== Task ==
Would you restate, exactly as they appear, the lines from the one containing "Expected: for every instance of the road surface" through the end of the data below?

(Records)
## Start

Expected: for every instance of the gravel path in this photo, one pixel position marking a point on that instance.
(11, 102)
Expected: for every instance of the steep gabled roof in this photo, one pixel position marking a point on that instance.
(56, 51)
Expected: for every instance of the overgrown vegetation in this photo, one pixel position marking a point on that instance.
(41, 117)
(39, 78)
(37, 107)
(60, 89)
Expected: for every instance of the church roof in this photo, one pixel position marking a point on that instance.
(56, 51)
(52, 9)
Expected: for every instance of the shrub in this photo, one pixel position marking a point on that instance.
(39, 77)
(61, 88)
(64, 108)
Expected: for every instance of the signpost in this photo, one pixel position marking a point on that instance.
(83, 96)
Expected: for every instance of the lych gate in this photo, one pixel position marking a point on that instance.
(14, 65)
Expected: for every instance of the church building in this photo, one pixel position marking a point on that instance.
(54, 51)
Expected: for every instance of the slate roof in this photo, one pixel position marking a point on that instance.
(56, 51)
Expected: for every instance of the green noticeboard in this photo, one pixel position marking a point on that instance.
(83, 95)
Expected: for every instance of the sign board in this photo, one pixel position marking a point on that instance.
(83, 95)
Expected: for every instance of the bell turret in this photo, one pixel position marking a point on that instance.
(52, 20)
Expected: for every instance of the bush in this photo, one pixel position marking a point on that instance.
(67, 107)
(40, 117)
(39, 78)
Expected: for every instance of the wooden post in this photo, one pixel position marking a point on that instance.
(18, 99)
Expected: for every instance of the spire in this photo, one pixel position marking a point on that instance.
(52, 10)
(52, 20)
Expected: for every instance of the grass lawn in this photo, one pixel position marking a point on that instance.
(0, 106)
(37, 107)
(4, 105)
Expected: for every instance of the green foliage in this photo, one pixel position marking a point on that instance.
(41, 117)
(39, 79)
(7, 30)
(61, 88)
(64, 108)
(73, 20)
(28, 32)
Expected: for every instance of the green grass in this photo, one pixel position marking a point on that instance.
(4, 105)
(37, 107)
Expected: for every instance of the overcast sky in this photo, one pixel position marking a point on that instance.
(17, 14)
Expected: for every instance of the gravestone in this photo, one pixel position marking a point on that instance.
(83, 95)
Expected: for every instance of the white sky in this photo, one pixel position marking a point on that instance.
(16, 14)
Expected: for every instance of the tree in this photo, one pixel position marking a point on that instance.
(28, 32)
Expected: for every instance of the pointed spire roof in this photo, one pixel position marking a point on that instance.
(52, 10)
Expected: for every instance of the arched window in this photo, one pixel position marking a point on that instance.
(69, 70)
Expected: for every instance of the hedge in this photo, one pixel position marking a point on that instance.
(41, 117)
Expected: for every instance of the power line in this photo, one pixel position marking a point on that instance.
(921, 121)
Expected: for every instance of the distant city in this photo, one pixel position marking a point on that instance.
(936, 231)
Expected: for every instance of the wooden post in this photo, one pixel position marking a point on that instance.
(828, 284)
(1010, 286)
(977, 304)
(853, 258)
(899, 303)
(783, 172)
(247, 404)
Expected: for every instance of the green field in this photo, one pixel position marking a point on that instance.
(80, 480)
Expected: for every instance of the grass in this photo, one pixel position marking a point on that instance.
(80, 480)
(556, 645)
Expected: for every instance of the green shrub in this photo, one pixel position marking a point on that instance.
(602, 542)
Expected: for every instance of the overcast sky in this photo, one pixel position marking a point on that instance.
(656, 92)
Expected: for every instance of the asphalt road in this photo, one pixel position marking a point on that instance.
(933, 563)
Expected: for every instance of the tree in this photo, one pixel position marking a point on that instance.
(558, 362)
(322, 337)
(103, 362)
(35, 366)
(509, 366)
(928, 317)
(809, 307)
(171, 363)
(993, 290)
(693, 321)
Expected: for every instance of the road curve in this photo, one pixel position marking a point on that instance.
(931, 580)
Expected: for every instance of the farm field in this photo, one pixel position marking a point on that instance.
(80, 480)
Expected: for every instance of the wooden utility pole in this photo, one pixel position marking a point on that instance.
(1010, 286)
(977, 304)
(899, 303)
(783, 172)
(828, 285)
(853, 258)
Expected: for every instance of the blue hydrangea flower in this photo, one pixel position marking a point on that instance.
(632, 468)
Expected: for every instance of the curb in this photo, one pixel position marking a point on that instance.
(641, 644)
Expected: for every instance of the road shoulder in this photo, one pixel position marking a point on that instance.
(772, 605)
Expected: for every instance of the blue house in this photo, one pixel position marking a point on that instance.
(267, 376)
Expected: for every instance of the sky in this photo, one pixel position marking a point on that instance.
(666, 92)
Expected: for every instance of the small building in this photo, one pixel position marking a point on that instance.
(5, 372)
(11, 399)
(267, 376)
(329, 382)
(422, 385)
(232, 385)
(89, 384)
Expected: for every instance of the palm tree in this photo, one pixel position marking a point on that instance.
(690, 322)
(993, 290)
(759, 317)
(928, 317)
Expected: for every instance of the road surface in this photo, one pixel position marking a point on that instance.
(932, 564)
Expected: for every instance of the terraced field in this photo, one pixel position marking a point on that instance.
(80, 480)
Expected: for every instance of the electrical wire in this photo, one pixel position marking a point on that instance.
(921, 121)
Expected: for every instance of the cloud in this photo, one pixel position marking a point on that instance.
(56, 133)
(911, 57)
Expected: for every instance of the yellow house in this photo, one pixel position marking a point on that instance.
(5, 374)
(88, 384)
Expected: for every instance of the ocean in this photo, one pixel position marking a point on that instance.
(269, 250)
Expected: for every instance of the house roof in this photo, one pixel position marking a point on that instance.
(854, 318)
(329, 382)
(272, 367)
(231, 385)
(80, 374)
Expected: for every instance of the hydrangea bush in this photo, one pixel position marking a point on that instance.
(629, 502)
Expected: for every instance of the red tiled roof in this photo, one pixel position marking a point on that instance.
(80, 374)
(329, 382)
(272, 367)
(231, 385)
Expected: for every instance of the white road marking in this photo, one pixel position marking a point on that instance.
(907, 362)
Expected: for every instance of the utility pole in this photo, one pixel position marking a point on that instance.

## End

== Answer to the task ==
Expected: for every instance of the road surface in this photo, one pixel position marking a point on that instance.
(932, 564)
Expected: for every instance of the terraced field in this photo, one pixel position marking a point on that instance.
(80, 480)
Expected: for every instance of the electrical wire in this photo, one pixel position marking a point on that instance.
(921, 121)
Expected: for every instance of the cloud in this photo, one pixel position marking a point on that instance.
(56, 133)
(911, 57)
Expected: for every instance of the yellow house in this photo, one pixel position marking a point on that instance.
(5, 374)
(88, 384)
Expected: for every instance of the ocean in this photo, one pixel position marking a point on that instance.
(269, 250)
Expected: for every instance of the house roof in this photo, one pixel position marking a point on that instance.
(854, 318)
(329, 382)
(272, 367)
(231, 385)
(80, 374)
Expected: for every instance of the hydrangea bush in this photo, one pixel position marking a point on that instance.
(629, 502)
Expected: for every instance of the red tiled roof in this photo, one pixel position marking a point on that instance.
(80, 374)
(329, 382)
(272, 367)
(231, 385)
Expected: for every instance of the white road marking in this photo, one pixel position marking a point on that instance.
(907, 362)
Expected: for every instance of the utility pole in this photo, one pixel position marking a point on that instance.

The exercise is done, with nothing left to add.